Residence directors and area coordinators have the unique job of overseeing residence halls and working personally with students while living on-campus amongst them.
These RDs and ACs have many responsibilities on a day-to-day basis. RDs' main responsibilities include supervising their resident assistants, managing buildings and working closely with both RAs and residents.
"The most important aspect of my job is student development," said Garry Morgan, RD of Allegany Hall. "I work closely with a great deal of students in and outside of my specific hall. That is in the form of conversations about relationships to opportunities for leadership development."
Kimberly Bilinski, AC of Seneca and Ontario Halls, has a few different responsibilities from that of an RD. Her duties include overseeing two buildings, supervising a staff of 10 and serving as a mentor and resource for an entire village, which includes a handful of halls.
"I am also responsible for handling upper level judicial meetings, chairing committees, managing events and meetings within the quad and organizing professional development," she said.
According to Bilinski, ACs and RDs often work at least 10 hours a day, often on weekends or late nights. "It becomes very hard to relax and have down time, especially when you live in the same building you work," she said.

### DATA SUPPLIED
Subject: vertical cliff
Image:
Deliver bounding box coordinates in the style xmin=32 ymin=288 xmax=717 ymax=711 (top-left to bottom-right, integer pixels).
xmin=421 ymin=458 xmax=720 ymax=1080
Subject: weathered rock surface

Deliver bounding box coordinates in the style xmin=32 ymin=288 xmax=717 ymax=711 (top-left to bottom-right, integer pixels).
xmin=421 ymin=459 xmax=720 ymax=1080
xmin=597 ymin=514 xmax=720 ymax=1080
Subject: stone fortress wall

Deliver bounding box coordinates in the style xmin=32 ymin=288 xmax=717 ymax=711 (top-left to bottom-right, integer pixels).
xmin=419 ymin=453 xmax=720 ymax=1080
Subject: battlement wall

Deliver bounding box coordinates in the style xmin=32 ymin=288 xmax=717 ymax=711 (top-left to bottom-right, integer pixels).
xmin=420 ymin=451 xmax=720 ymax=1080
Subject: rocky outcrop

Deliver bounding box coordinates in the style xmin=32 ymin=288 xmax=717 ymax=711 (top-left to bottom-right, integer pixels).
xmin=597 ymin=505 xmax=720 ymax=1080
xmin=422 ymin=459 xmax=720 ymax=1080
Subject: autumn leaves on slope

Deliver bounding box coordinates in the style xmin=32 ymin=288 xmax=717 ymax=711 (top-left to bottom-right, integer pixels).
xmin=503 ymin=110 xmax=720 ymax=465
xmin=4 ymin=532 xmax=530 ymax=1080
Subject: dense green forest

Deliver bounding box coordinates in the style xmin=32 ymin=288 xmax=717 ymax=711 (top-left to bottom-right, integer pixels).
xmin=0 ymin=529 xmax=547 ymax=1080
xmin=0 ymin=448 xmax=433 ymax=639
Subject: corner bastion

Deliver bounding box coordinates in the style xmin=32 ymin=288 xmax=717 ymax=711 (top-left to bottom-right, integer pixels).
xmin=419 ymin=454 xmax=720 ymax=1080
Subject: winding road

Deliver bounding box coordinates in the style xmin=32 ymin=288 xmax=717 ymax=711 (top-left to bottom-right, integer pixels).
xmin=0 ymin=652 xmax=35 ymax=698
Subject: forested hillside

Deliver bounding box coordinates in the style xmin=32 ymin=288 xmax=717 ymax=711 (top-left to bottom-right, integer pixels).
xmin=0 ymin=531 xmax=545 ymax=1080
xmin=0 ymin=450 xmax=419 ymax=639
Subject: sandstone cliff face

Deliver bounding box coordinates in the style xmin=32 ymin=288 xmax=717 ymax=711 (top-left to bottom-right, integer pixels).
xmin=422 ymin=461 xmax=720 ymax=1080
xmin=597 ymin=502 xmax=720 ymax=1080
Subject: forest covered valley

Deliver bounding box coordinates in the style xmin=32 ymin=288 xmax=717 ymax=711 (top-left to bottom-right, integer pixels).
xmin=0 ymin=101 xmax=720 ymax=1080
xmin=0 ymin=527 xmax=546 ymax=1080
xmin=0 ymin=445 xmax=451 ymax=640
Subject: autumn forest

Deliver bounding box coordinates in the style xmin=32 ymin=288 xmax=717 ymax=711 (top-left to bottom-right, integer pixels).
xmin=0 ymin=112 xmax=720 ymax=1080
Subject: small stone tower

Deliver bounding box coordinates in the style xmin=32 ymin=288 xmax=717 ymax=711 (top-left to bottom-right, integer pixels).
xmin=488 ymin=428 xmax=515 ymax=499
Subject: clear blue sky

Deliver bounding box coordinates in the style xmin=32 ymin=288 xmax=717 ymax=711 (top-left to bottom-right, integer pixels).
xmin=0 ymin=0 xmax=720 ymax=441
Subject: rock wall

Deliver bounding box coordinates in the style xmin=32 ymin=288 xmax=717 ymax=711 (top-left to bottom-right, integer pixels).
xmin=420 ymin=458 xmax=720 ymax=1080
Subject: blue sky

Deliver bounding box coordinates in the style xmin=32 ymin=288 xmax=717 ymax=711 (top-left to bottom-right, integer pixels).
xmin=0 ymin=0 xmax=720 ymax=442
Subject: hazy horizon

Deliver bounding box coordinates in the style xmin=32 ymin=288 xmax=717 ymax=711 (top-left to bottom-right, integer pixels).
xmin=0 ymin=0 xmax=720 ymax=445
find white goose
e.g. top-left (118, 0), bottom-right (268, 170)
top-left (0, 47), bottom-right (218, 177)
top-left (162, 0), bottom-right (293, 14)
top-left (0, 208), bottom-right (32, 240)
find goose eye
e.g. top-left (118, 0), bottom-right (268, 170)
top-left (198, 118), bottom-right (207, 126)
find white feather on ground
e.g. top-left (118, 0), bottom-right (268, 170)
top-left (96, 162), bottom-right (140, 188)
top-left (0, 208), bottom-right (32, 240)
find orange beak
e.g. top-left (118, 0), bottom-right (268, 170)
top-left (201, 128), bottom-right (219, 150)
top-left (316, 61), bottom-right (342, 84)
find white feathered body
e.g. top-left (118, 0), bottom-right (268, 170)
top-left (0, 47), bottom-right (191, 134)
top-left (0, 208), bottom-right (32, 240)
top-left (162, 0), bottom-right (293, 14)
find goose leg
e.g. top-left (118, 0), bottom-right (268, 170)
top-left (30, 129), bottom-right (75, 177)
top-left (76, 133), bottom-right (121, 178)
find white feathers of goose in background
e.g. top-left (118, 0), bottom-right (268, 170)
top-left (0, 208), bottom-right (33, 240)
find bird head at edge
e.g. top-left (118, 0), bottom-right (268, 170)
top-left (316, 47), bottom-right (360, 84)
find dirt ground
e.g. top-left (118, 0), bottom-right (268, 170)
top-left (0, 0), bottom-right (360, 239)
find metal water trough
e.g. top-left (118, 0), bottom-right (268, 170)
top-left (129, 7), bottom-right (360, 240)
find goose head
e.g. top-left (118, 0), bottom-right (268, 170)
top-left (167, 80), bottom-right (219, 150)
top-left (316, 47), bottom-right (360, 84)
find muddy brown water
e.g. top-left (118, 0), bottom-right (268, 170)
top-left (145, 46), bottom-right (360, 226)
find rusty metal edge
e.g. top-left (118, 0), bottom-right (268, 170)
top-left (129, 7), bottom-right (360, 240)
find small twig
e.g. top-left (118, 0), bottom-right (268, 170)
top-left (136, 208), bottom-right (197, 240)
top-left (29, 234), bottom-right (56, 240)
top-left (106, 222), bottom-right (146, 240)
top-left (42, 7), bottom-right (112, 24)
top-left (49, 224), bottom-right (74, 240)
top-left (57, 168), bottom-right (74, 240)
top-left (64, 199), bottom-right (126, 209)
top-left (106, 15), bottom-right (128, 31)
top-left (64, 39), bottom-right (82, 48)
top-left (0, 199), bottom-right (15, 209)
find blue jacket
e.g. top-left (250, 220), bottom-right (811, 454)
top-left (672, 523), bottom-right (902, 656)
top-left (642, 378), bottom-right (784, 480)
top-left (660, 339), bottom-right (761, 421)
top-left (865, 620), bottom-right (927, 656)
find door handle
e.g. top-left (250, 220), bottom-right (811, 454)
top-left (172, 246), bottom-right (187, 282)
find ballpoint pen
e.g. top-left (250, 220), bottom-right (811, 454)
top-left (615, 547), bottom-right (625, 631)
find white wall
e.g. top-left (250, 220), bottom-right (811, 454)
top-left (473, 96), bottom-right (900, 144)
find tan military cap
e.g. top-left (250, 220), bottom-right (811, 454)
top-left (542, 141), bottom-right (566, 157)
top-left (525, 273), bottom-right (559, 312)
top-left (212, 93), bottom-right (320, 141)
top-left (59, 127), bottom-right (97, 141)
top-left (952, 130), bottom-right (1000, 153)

### CHECK YOUR UNDERSTANDING
1. Write out the article on residence hall staff again, starting at "Residence directors and" and stopping after "RAs and residents.", and replace "day-to-day" with "daily".
2. Carry on the article about residence directors and area coordinators from its last sentence.

### RESULTS OF THE TASKS
1.
Residence directors and area coordinators have the unique job of overseeing residence halls and working personally with students while living on-campus amongst them.
These RDs and ACs have many responsibilities on a daily basis. RDs' main responsibilities include supervising their resident assistants, managing buildings and working closely with both RAs and residents.

2.
As much of a time commitment student staff and residents can be, working with them is a perk of the job. "I really enjoy my staff, they keep me moving," said Nicole McCawthan, RD of Genesee Hall. "We have some great times together."
"I get the largest joy from having a conversation with a student and witnessing the light bulb turn on," Morgan said. "When my students understand what I am trying to say or do for them, it gives me a feeling of immense success."
Beyond working with on-campus students, past experiences have motivated many of these campus figures.
As an undergrad, McCawthan didn't really know her RD, in fact, she only saw her in the loading dock unloading her groceries. "I took a vow that if I ever became an RD, my residents would know who I am," said McCawthan.
On the contrary, Morgan had a great experience with an RD at SUNY Cortland who inspired him. "He took a personal stake in my success," he said. "He took his time to show me the ropes of life of a RD. That really intrigued me."